Passage provided —
In the case of the 18-year-old pupil, who took his school to court, it justified the ban at his Berlin high school because the issue of praying had already sparked conflict among Muslim pupils.

The court said the school, in Berlin's ethnically diverse Wedding district, was right in stopping him from praying as "sometimes very severe conflicts" had broken out among Muslim pupils over the interpretation of the Koran.

Capping a more than two-year legal battle, it ruled that a pupil "is not entitled to perform prayer during school outside of class when this can disrupt the running of the school."

The pupil, identified only as Yunus M., is the son of a German Muslim convert. He had insisted on his basic right to religious freedom after the school principal told him praying at school was not permitted.

With an estimated four million Muslims living in Germany, the case sparked interest after two earlier regional court rulings first found in favour of the boy, only then to be overturned.

It began in November 2007 when Yunus M. and several other pupils laid down their jackets in the school corridor to pray during a break from class.

The following day the principal informed the boy and his parents that praying was not permitted on the grounds of the school which has students of about 30 different nationalities and nearly all major religions. She feared for the peaceful running of the school, she said.

Given request A — Translate this sentence from the article on the school prayer ruling into Spanish: "It began in November 2007 when Yunus M. and several other pupils laid down their jackets in the school corridor to pray during a break from class."
Given request B — Retype the article on the school prayer ruling word for word, everything from "The pupil, identified" down to "to be overturned.".
The rows that follow have nothing to do with the article on the school prayer ruling.

Information supplied —
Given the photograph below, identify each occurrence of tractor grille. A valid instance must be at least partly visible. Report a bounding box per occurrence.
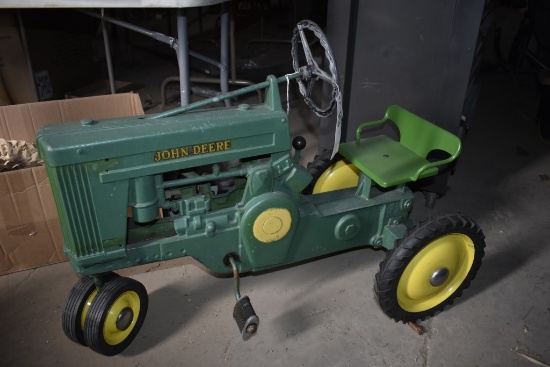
[48,165,104,258]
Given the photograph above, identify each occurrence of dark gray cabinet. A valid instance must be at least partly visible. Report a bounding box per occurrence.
[320,0,486,198]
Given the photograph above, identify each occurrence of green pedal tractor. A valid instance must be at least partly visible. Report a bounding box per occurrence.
[37,21,485,355]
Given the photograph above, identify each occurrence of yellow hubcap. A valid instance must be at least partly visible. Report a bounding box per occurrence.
[80,289,97,330]
[103,291,140,345]
[313,160,359,194]
[252,208,292,243]
[397,234,475,312]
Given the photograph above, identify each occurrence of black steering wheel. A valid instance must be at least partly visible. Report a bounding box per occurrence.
[291,20,340,117]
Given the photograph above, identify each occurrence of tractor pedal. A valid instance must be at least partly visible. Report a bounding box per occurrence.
[233,296,260,340]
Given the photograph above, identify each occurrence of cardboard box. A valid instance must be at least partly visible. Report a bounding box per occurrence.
[0,93,143,275]
[0,9,96,104]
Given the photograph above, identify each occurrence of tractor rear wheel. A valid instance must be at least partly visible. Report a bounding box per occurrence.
[84,277,149,356]
[374,215,485,322]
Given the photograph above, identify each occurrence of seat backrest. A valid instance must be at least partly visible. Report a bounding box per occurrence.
[386,105,460,158]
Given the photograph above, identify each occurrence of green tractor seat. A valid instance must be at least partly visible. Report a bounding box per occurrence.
[339,105,460,188]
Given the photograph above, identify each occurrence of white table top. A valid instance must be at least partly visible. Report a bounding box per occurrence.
[0,0,229,9]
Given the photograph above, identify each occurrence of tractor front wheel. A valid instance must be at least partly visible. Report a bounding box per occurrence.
[61,273,118,345]
[374,215,485,322]
[84,277,148,356]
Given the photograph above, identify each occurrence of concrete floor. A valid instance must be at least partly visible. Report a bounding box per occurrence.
[0,16,550,367]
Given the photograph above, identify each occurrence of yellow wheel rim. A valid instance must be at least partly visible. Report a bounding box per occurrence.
[103,291,141,345]
[313,160,359,194]
[80,289,97,330]
[397,234,475,312]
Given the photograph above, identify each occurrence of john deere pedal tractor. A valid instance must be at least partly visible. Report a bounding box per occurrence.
[37,21,485,355]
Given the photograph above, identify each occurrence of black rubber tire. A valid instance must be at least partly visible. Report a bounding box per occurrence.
[374,214,485,322]
[84,277,149,356]
[61,272,118,345]
[61,277,96,345]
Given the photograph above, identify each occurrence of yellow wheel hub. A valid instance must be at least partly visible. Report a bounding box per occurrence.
[103,291,141,345]
[80,289,97,330]
[253,208,292,243]
[313,160,359,194]
[397,234,475,312]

Exercise output A — Comenzó en noviembre de 2007, cuando Yunus M. y varios otros alumnos extendieron sus chaquetas en el pasillo de la escuela para rezar durante un descanso entre clases.

Exercise output B —
The pupil, identified only as Yunus M., is the son of a German Muslim convert. He had insisted on his basic right to religious freedom after the school principal told him praying at school was not permitted.

With an estimated four million Muslims living in Germany, the case sparked interest after two earlier regional court rulings first found in favour of the boy, only then to be overturned.